_Instructions for the task_
Carry on the article about crime by foreign nationals in Copenhagen, starting after its last sentence.

_Text shown_
____________

This article is more than 7 years old.

Three out of four crime cases processed at Copenhagen city court are committed by people from abroad

Foreigners seem to be the usual suspects (photo: Pixabay)

The Danish capital struggles to curb crime committed by foreigners, reports BTMX.

In 2016, three out of four cases (75.1 percent) processed at the city courts in Copenhagen and Frederiksberg involved foreign nationals.

“Foreigners are welcome in Copenhagen if they want to enjoy the city as tourists or work here,” Frank Jensen, the lord mayor of Copenhagen, told BTMX.

“But it’s hard to stomach when some of them abuse our hospitality so much and come here to commit crimes.”

Foreign criminals are responsible mostly for petty crimes such as pickpocketing, but some have also been arrested for prostitution or violent crimes.

____________

_Data records_

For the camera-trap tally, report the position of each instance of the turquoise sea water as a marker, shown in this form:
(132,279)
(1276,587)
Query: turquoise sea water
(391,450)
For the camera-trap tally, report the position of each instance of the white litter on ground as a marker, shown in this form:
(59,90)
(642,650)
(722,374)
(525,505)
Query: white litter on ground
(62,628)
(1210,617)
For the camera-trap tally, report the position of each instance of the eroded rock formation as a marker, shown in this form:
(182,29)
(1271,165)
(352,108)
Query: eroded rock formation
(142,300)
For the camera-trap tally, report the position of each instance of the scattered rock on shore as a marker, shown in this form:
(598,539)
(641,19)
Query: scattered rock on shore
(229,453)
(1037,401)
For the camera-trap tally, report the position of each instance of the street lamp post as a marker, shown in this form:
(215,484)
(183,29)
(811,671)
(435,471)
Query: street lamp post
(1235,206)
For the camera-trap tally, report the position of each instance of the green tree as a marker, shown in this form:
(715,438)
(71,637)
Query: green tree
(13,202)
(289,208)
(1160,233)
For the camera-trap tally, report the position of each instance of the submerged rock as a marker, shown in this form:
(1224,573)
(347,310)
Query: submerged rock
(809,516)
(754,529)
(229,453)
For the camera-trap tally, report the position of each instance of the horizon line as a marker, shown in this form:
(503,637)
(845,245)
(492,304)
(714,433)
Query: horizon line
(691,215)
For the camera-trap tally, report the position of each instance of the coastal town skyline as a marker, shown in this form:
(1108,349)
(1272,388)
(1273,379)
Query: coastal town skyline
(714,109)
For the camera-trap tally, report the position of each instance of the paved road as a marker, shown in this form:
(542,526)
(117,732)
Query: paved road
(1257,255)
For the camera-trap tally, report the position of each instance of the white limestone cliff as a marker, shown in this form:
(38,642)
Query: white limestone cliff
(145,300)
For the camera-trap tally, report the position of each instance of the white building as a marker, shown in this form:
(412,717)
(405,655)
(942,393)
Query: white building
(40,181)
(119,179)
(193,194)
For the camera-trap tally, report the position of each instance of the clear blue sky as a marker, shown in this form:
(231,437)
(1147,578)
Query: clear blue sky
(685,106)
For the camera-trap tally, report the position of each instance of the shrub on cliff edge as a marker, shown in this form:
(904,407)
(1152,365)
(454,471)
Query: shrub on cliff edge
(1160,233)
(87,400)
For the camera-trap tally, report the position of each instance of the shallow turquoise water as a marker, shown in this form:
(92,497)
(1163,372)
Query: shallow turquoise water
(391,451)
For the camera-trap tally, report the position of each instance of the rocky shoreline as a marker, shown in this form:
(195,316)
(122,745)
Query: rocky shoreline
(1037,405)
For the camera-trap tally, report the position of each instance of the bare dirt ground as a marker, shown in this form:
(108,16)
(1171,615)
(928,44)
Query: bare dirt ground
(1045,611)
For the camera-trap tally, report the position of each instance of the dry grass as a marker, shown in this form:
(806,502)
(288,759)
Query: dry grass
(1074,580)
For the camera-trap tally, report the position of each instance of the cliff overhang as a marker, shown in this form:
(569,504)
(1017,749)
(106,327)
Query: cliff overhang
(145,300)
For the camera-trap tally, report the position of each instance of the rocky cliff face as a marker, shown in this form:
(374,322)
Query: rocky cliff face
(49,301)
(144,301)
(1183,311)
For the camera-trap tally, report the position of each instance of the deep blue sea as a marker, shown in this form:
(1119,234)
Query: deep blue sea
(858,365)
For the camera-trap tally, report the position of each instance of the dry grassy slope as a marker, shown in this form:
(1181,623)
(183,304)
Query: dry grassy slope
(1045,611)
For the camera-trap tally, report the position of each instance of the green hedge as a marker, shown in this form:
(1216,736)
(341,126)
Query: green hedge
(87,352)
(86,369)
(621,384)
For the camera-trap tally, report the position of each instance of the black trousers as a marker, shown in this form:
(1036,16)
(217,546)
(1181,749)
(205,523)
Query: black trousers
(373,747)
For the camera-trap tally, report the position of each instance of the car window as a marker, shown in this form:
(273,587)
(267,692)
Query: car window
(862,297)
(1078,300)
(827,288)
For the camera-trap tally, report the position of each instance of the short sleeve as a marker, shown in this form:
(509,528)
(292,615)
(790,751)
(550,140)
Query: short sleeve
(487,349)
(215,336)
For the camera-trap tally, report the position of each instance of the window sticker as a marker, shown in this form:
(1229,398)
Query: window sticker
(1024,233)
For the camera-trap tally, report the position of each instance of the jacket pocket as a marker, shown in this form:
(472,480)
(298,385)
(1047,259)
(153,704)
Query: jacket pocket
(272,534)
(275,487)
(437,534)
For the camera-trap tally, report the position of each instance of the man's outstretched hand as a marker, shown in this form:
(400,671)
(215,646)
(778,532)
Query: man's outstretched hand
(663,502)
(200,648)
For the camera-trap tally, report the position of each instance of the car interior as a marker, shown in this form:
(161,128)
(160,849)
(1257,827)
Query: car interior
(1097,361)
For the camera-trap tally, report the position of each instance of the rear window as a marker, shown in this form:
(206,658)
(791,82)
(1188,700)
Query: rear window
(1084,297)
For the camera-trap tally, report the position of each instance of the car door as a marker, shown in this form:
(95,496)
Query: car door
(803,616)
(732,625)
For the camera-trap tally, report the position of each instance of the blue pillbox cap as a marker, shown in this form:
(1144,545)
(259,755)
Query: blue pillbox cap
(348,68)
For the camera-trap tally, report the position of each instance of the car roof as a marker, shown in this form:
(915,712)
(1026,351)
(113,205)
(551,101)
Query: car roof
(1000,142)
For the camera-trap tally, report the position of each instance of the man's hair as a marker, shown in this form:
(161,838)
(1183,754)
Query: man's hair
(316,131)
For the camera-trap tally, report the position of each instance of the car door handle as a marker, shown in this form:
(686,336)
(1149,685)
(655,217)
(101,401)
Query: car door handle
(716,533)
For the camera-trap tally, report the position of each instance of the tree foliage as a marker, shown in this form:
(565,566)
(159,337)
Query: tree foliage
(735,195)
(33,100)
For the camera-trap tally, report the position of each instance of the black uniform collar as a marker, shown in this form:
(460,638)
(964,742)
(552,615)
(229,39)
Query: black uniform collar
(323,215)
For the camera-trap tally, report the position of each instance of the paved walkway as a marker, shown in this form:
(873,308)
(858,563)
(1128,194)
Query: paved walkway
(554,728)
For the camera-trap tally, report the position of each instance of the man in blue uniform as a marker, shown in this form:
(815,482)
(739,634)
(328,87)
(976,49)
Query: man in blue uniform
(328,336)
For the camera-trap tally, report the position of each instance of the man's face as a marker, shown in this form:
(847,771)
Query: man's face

____________

_Response area_
According to figures from Danmarks Statistik, most of them come from Eastern Europe, Turkey, Somalia, Iraq, Lebanon and Pakistan.

READ MORE: Steep rise in violent assaults in Copenhagen

More expensive than Danish criminals
Thorkild Fogde, the police commissioner at Copenhagen Police, complains about the high costs of dealing with foreign criminals.

“If an Eastern European [is arrested for] pickpocketing, we have to pay for an interpreter, a court hearing and possible imprisonment until he can be deported,” Fogde told BTMX.

“It is much more expensive than if it was a Danish pickpocket.”

Gerd Battrup, a researcher in cross-border crime at the University of Southern Denmark, contends most of the foreign crime committed in Copenhagen is related to tourism and is probably not linked to the increased number of immigrants in the country after 2015.

To increase safety in the capital, the municipality will launch a prevention campaign against pickpocketing in collaboration with the police, the train operating company DSB and cafes and restaurants.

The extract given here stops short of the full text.